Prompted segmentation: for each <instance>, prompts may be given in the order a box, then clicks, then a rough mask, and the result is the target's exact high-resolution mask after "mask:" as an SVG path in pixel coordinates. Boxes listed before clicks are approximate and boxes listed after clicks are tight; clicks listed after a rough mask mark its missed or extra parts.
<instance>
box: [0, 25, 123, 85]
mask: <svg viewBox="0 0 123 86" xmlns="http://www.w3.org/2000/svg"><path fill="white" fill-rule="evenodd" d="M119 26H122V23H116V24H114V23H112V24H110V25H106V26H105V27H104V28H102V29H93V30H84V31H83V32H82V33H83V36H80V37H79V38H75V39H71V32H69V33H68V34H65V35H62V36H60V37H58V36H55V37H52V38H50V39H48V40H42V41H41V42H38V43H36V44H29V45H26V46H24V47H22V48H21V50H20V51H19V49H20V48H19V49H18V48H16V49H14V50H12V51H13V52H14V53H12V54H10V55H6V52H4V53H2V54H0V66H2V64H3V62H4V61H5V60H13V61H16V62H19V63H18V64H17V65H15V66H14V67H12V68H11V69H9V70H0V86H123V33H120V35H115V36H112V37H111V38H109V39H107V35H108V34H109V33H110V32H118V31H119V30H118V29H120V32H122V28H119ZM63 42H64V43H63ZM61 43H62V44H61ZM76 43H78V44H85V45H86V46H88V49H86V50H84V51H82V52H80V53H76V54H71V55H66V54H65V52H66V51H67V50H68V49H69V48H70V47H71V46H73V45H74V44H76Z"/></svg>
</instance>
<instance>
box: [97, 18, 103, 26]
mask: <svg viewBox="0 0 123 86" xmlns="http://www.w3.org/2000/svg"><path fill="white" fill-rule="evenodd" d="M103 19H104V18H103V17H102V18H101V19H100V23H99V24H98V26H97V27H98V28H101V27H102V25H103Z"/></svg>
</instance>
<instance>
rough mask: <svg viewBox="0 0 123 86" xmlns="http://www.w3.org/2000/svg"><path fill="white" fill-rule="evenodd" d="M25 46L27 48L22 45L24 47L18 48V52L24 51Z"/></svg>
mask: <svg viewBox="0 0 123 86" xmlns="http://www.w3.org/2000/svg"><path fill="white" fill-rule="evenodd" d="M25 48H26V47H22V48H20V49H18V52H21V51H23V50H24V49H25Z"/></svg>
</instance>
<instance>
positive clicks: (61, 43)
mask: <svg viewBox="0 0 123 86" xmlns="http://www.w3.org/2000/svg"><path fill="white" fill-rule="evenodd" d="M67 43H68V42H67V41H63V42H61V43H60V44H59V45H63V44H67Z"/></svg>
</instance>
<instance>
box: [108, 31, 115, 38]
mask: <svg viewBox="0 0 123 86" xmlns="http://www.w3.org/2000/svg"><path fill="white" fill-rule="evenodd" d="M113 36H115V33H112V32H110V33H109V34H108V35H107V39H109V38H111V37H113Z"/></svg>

━━━━━━━━━━━━━━━━

Task >> Restate each record word for word.

Exercise output >>
Prompted segmentation: for each <instance>, prompts may be given in the order a box, then clicks, then a rough mask, and the result is the target's exact high-resolution mask after "mask:" as an SVG path in pixel coordinates. Boxes listed before clicks are approximate and boxes listed after clicks are tight; clicks listed after a rough mask mark its missed or extra parts.
<instance>
box: [0, 25, 123, 85]
mask: <svg viewBox="0 0 123 86" xmlns="http://www.w3.org/2000/svg"><path fill="white" fill-rule="evenodd" d="M119 26H122V23H116V24H114V23H112V24H110V25H106V26H105V27H104V28H102V29H93V30H84V31H83V32H82V33H83V36H80V37H79V38H75V39H71V32H69V33H68V34H65V35H62V36H60V37H58V36H55V37H52V38H50V39H48V40H42V41H41V42H38V43H36V44H29V45H26V46H24V47H22V48H21V50H20V51H19V49H20V48H19V49H18V48H16V49H14V50H12V51H13V52H14V53H12V54H10V55H6V52H4V53H2V54H0V66H2V64H3V62H4V61H5V60H13V61H16V62H19V63H18V64H17V65H15V66H14V67H12V68H11V69H9V70H0V86H123V33H120V35H115V36H112V37H111V38H109V39H107V35H108V34H109V33H110V32H118V31H119V30H118V29H120V32H122V28H119ZM63 42H64V43H63ZM61 43H62V44H61ZM76 43H78V44H85V45H86V46H88V49H86V50H84V51H82V52H80V53H76V54H71V55H66V54H65V52H66V51H67V50H68V49H69V48H70V47H71V46H73V45H74V44H76Z"/></svg>
</instance>
<instance>
box: [97, 18, 103, 26]
mask: <svg viewBox="0 0 123 86" xmlns="http://www.w3.org/2000/svg"><path fill="white" fill-rule="evenodd" d="M103 19H104V18H103V17H102V18H101V19H100V23H99V24H98V26H97V27H98V28H101V27H102V25H103Z"/></svg>
</instance>
<instance>
rough mask: <svg viewBox="0 0 123 86" xmlns="http://www.w3.org/2000/svg"><path fill="white" fill-rule="evenodd" d="M25 46L27 48L22 45L24 47L18 48V52L24 51Z"/></svg>
mask: <svg viewBox="0 0 123 86" xmlns="http://www.w3.org/2000/svg"><path fill="white" fill-rule="evenodd" d="M25 48H26V47H22V48H20V49H18V52H21V51H23V50H24V49H25Z"/></svg>
</instance>
<instance>
positive clicks: (61, 43)
mask: <svg viewBox="0 0 123 86" xmlns="http://www.w3.org/2000/svg"><path fill="white" fill-rule="evenodd" d="M67 43H68V42H67V41H63V42H61V43H60V44H59V45H63V44H67Z"/></svg>
</instance>
<instance>
box: [108, 31, 115, 38]
mask: <svg viewBox="0 0 123 86" xmlns="http://www.w3.org/2000/svg"><path fill="white" fill-rule="evenodd" d="M113 36H115V33H112V32H110V33H109V34H108V35H107V39H109V38H111V37H113Z"/></svg>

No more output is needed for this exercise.